• **STORED ROWS**:
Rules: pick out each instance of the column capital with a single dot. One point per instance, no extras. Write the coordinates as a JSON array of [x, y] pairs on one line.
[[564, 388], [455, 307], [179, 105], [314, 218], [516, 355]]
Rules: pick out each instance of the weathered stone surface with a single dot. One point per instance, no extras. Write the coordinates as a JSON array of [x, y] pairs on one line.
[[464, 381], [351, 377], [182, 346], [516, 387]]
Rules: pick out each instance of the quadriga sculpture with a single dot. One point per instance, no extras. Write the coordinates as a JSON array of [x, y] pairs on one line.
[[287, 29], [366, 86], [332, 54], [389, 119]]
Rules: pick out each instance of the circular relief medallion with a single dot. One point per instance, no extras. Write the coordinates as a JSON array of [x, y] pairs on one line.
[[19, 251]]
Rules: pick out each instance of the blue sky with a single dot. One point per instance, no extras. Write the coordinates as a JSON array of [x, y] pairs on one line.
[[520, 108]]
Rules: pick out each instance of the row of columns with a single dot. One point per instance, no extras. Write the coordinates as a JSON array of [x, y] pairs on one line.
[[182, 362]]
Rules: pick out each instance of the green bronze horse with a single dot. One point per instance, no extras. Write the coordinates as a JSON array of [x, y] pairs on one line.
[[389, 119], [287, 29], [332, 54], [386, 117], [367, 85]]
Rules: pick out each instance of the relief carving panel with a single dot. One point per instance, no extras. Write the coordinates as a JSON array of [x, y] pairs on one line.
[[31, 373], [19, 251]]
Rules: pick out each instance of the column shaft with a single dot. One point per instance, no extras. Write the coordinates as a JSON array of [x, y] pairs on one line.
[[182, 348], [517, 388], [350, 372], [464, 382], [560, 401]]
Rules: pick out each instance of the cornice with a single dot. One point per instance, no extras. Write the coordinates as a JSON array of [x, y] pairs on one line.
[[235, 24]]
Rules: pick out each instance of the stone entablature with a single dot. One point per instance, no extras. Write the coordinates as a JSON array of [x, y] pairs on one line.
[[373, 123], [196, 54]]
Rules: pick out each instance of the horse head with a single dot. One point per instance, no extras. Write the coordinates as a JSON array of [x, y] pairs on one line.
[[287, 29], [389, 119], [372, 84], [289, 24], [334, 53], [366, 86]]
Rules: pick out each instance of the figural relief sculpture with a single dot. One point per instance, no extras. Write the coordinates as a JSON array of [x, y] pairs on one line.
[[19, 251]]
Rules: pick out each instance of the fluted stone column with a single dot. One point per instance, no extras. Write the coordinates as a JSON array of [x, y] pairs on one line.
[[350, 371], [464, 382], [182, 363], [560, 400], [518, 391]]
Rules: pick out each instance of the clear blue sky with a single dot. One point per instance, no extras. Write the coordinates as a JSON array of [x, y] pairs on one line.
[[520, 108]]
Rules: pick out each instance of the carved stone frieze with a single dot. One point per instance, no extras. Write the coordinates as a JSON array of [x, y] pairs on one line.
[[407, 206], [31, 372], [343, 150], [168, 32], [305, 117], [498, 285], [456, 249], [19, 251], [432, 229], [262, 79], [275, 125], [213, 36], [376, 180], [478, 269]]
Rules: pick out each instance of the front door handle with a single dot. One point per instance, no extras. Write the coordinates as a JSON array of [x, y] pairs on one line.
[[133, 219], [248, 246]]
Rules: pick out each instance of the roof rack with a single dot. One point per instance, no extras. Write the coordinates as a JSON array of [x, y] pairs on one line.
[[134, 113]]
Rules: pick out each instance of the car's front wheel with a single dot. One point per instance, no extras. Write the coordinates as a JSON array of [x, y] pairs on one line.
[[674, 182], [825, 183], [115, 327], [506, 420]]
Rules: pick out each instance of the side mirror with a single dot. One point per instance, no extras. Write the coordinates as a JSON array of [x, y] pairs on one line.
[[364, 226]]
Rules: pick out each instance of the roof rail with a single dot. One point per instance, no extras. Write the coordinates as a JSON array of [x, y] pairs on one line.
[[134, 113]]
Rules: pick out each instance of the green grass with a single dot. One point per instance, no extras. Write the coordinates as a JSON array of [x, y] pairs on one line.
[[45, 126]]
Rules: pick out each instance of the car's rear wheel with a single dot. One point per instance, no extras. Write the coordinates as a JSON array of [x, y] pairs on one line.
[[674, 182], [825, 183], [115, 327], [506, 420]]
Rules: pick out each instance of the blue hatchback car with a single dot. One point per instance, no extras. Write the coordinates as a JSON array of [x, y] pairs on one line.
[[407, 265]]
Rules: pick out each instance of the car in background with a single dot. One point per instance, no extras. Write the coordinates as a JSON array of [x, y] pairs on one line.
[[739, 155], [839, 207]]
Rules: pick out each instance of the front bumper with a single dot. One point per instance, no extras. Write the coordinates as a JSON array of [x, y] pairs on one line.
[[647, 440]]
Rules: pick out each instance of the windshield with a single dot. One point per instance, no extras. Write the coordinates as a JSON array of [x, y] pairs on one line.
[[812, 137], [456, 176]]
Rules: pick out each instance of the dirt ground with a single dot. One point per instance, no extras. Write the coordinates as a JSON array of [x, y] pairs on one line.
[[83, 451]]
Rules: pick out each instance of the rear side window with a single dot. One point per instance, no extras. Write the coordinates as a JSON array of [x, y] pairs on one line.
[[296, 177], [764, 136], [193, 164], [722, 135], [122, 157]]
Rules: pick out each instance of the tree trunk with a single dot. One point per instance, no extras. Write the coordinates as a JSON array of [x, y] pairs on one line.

• **THE REQUEST**: Reproduce the lines above verbatim, from the first to the last.

• **SOLUTION BELOW**:
Rules: pick out each instance of the column capital with a single dot. One point per instance, no extras. Write the coordinates as a JSON array of [x, y] pairs on one line.
[[564, 388], [455, 307], [179, 105], [314, 218], [516, 355]]
Rules: pick out each instance of the weathered stone surface with a single dot. One point per instance, no extras. Write the coordinates as a JSON array of [x, y] pairs on one line.
[[464, 381], [351, 377], [182, 346], [516, 387]]
Rules: pick out each instance of the quadriga sculpture with a single dot. One point per instance, no extras. Write the coordinates as a JSON array of [x, y] pairs on one line.
[[287, 29], [366, 86], [332, 54], [389, 119]]
Rules: pick out each instance of the circular relief medallion with a single dot. One point per instance, no extras. Write the coordinates as a JSON array of [x, y] pairs on one line.
[[19, 251]]
Rules: pick out each instance of the blue sky with a single dot. One point per instance, no extras. Write the coordinates as a JSON array of [x, y] pairs on one line.
[[520, 108]]
Rules: pick out each instance of the row of columns with a single dot. One point per instance, no extras. Write the coordinates as a JSON array of [x, y] pairs on one line.
[[182, 362]]
Rules: pick out each instance of the green bronze horse with a single dot. One point per instance, no extras. Write the coordinates as a JSON array of [x, y] pairs on one line.
[[389, 119], [287, 29], [332, 54], [386, 117], [367, 85]]
Rules: pick out each instance of the relief carving panel with a single dot. One point per instance, no extras. Write the coordinates as a JSON array of [x, y] pairs on one line.
[[31, 373], [19, 251]]
Rules: pick out each instance of the column shaft with a single dot. One point per instance, no extras. Write the coordinates as a JSON array of [x, y] pairs on one line.
[[182, 348], [517, 388], [350, 372], [464, 382], [560, 401]]
Rules: pick out each instance of the cornice with a single dot. One point per instance, no extras. Write the coordinates as a JSON array of [x, y] pairs on one line.
[[235, 24]]
Rules: pick out each instance of the stone entablature with a single dot. One point per instance, no extras. Write the coordinates as a JSON array of [x, y] pairs on one line.
[[373, 123], [196, 54]]
Rules: pick out each instance of the horse head with a single dot. One point per instance, no extras. Write the coordinates as a JSON array of [x, y] pairs on one line.
[[287, 29], [389, 119], [372, 84], [289, 24], [334, 53], [366, 86]]
Rules: pick out each instance of the figural relief sculpture with a single dot. One point per instance, no extras. Write the coordinates as a JSON array of [x, y] pairs on one line.
[[19, 251]]
Rules: pick out each instance of the fluted stone column with a single dot. One point per instance, no extras. Write the coordinates as a JSON array of [x, y] pairs on one line.
[[350, 371], [464, 382], [182, 363], [560, 400], [518, 391]]
Rules: pick out each instance of the clear blue sky with a single dot. One point per instance, no extras. Write the coordinates as a JSON array of [x, y] pairs on one line.
[[520, 108]]
Rules: pick out each instance of the carved stone frieze with a single dot. One point per instance, no extras. Write the coordinates as a JSON array of [x, y] pairs on one line.
[[407, 206], [31, 372], [343, 150], [168, 32], [305, 117], [498, 285], [456, 249], [19, 251], [432, 229], [262, 79], [275, 125], [213, 36], [376, 180], [478, 269]]
Rules: pick out each instance of the front door handle with a single dot. One point per instance, no extras. Write the coordinates as a JSON array of [x, y] pairs on one line.
[[133, 219], [248, 246]]
Rules: pick out each instance of the roof rack with a single dot. One point per instance, no extras. Write the coordinates as a JSON array of [x, y] pairs on one line.
[[134, 113]]
Rules: pick out each instance of the car's front wheel with a single dot. One point per instance, no extras. Write the coordinates as a JSON array of [x, y] pairs on one line.
[[674, 182], [825, 183], [115, 327], [506, 420]]
Rules: pick out each instance of the side mirror with a single dot. One point per instance, no extras. Write the coordinates as a JSON array of [x, y] pairs on one line.
[[364, 226]]
Rules: pick out each instance of the roof rail with a single dot. One point per instance, no extras. Write the coordinates as a JSON array of [x, y] pairs on one line.
[[134, 113]]
Rules: pick out each instance of the green grass with a single dot. One point per instance, no extras. Write the coordinates as a JSON array of [x, y] pairs on one line.
[[45, 126]]
Rules: pick out each instance of the car's rear wheel with a single dot. One point per instance, no extras. Write the coordinates as a JSON array of [x, y] pairs on one line.
[[674, 182], [825, 183], [115, 327], [506, 420]]
Rules: pick out each instance of the blue hatchback car with a single dot. One point per instance, no extras. Write the coordinates as a JSON array of [x, y] pairs on one line.
[[407, 265]]
Rules: pick out each instance of the car in background with a single dot. One point per instance, no extras. Write the coordinates as a JSON array of [x, y] pairs on one line.
[[739, 155], [839, 207]]
Rules: pick out each instance of the front bumper with a single dot. One point per instance, no extras. Write the coordinates as a JSON array of [x, y] pairs on one line.
[[647, 440]]
Rules: pick out each instance of the windshield with a single dot. One point per instance, no extras. Write the coordinates as a JSON array of [x, y] pairs on one line.
[[812, 137], [456, 176]]
Rules: pick out each instance of the dirt ground with a single dot. One point per instance, no extras. Write the coordinates as a JSON array of [x, y] pairs on one line.
[[83, 451]]
Rules: pick out each instance of the rear side window with a single dot. One point per instance, no extras. Write the coordinates as a JSON array of [x, y] pairs on one line.
[[296, 177], [764, 136], [193, 164], [722, 135], [122, 157]]
Rules: pick out each instance of the tree trunk with a single dot. One point per instance, no extras. Write the coordinates as a JSON array of [x, y] pairs on one line.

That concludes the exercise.